From egamingstocks.com
<<Uncertainty about the U.S. banning of online gaming is another major concern that keeps investors at arm's length. Last week, the House Judiciary Committee voted 21-8 to send the legislation to the full House. The measure would make most online betting illegal. It would impose a fine equal to the value of the bet or $20,000, whichever is greater, and a maximum four-year prison sentence. This is on the heels of the passage of the infamous Kyl Bill sponsored by Senator John Kyl (R-AZ), which passed the Senate last fall. On the surface, this looks quite discouraging to any investor having any thoughts about putting their money into this industry. Certainly, concerns are warranted, however, let us take a deeper look at what is actually happening here.
Under the language of the House legislation, the bill seeks to ban online casinos, as opposed to online gambling. Furthermore, the prohibition seeks to ban online gaming establishments in the U.S., but does not and cannot ban their establishment outside of U.S. borders. Currently, the overwhelming majority of online casinos are NOT housed in the U.S., but are located in foreign jurisdictions such as Antiqua, Australia and other countries and states that license eGaming. The previous version of the bill sought to penalize gamblers with criminal prosecution, as well as hold Internet Service Providers liable for policing their hosted sites that promote or handle any gaming activity. This is not so under the recent House bill. What's more, fantasy league sports betting, pari-mutuel and state lotteries are not affected by this law. It is a bill as useless and as futile as 1920's Prohibition in that it is basically unenforceable. Last year, upon review of the Kyl Bill, the Justice Department stated that the provisions of the bill were unenforceable and that they did not think it wise to legislate in such a way concerning a medium as new and as far reaching as the Internet. Provisions of the Kyl Bill were seen as a threat to the development of the Internet.
So, what does the law mean? It means that the eGaming companies will continue to operate as they are, namely, outside of U.S. jurisdiction. They are out of the reach of U.S. law. Furthermore, since the new bill takes the liability off of the ISP's to police their sites, online wagering will continue to grow- even with new people placing wagers from the U.S. It is the height of fallacious thinking to assume that anything related to the Internet will not grow. It is even further absurdity to think that the U.S. ban will effect an industry that is becoming worldwide. What will happen is that growth will be slowed and U.S. companies will lose out on the revenues. But if the money cannot come to them, they will go to where the money is. So, the potential market for eGaming may be stifled in the short term, but its current revenues will grow as other countries license and regulate it.

- [Information provided]
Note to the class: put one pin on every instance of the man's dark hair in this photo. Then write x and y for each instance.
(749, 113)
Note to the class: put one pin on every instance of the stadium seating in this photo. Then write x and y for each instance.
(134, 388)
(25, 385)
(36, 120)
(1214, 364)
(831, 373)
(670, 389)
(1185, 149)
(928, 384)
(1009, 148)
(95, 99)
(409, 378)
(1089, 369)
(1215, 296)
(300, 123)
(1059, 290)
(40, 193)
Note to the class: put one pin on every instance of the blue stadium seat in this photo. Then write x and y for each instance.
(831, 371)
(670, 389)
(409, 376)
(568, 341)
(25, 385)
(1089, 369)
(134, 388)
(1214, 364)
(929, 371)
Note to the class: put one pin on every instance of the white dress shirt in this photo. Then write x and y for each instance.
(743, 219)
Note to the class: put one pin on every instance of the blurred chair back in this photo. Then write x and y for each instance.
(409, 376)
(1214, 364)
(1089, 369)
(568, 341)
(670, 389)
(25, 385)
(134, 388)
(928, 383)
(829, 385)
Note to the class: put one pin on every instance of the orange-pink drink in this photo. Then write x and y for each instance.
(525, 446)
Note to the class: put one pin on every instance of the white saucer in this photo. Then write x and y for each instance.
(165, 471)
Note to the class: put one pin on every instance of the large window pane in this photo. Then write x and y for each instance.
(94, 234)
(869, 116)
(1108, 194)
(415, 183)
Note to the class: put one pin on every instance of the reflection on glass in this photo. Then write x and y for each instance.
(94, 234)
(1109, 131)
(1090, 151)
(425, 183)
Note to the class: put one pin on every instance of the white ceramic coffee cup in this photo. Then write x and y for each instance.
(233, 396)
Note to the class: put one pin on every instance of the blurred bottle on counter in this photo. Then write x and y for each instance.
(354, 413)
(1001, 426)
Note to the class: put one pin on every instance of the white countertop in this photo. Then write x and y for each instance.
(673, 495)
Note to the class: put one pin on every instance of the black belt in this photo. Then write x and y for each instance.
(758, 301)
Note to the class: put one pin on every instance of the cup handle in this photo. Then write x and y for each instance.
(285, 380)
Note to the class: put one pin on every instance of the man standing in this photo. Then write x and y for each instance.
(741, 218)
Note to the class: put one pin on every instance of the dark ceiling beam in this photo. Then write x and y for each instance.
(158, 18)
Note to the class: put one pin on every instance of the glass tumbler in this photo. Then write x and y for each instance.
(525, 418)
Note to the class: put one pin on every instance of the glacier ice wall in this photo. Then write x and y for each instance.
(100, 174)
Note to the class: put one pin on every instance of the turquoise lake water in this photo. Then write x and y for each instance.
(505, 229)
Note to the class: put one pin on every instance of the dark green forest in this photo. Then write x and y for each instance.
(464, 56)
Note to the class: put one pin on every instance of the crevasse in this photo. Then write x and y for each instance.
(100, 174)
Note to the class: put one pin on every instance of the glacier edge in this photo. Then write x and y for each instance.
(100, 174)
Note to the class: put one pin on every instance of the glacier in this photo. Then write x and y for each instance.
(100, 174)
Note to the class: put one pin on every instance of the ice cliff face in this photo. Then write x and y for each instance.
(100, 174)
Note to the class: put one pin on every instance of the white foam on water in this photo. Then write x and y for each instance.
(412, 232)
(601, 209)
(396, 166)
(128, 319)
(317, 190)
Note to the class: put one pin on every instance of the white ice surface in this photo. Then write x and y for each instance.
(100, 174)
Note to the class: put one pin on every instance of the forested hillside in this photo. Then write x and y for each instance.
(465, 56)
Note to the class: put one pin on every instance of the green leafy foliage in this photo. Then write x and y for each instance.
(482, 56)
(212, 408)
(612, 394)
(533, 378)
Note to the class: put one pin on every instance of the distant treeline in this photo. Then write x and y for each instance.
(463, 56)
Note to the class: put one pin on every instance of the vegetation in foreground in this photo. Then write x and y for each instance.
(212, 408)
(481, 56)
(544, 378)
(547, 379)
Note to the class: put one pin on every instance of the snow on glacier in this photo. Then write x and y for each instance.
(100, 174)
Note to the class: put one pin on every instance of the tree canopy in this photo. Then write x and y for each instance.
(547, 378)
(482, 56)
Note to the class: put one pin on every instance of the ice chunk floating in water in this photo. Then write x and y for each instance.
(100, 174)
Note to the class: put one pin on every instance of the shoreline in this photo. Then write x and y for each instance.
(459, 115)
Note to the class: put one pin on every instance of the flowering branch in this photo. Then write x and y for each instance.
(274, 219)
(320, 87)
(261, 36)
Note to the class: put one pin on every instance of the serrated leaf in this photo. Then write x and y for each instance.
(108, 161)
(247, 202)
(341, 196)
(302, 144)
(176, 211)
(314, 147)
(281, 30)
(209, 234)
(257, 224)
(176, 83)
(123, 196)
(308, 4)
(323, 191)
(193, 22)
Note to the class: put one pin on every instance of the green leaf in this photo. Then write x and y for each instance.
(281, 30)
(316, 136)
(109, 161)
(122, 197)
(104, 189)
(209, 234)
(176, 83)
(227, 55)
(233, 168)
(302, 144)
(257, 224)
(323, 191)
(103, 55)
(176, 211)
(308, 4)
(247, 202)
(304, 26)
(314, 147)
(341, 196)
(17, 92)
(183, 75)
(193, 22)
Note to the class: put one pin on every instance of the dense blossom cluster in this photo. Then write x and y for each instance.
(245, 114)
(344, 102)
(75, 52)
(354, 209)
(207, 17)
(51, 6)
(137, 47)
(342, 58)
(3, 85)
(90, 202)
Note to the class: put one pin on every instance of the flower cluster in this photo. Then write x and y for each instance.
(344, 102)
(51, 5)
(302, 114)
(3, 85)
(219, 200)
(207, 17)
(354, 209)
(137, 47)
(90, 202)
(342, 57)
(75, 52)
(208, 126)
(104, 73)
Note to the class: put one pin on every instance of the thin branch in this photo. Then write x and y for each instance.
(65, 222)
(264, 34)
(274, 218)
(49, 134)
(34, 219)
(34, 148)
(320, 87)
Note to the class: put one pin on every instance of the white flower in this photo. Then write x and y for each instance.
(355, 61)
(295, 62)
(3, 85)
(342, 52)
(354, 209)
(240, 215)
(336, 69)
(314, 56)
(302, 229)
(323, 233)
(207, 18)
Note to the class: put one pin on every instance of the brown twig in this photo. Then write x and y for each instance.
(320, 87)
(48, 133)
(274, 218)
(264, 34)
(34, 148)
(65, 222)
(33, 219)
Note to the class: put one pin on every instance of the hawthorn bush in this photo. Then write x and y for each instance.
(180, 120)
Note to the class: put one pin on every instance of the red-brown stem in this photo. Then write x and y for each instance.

- [Set task] Write what follows in the article on the proposed U.S. ban on online gaming, picking up after its last sentence.

- [Written answer]
Rep. Bob Goodlatte (R-Va.), the chief sponsor of the U.S. House bill has defended the legislation as a solid approach to "the serious and growing problem of online gambling". I must respectfully disagree with Rep. Goodlatte. This bill will do nothing to reduce the seriousness of unregulated gaming. Regardless, eGaming will continue and the real threat that will keep it a serious problem is that this seeks to negate the process of regulation and only allows the unscrupulous gaming operators to continue without detection. After all, the U.S. can do nothing to an off shore gaming site- especially if the off shore company is licensed to accept wagers in its jurisdiction. What is needed is regulation. This will protect the gamblers, the investors and will benefit states and governments with an enormous source of revenue.
What's the real issue here? The real issue is, in fact, regulation. Due to the uncharted and untested waters of the Internet, too much money is at stake and there is no way for the government to regulate it in a way to guarantee its share of the revenue. There is no universal regulatory and accountability method that can be relied upon by the government- whereby they can get their share.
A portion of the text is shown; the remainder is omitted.